_Exercise directions_
Work out how many lines in the listing below include the word "exterior"; answer with the number alone.

_Records to use_

___

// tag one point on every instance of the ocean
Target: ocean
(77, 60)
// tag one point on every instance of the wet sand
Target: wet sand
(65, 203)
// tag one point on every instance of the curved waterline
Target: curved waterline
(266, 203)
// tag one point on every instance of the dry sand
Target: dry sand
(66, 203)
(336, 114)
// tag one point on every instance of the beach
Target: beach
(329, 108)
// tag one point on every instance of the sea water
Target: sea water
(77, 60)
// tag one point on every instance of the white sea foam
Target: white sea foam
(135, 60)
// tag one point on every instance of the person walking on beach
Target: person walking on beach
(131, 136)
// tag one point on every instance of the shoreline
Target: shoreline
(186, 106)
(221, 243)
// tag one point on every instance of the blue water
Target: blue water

___

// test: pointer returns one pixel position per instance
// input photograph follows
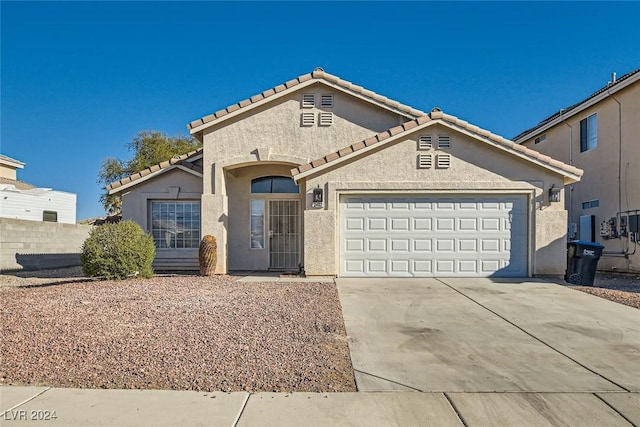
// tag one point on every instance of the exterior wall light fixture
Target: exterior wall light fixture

___

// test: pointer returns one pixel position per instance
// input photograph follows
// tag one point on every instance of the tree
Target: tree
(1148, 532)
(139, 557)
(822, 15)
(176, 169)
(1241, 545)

___

_Output below_
2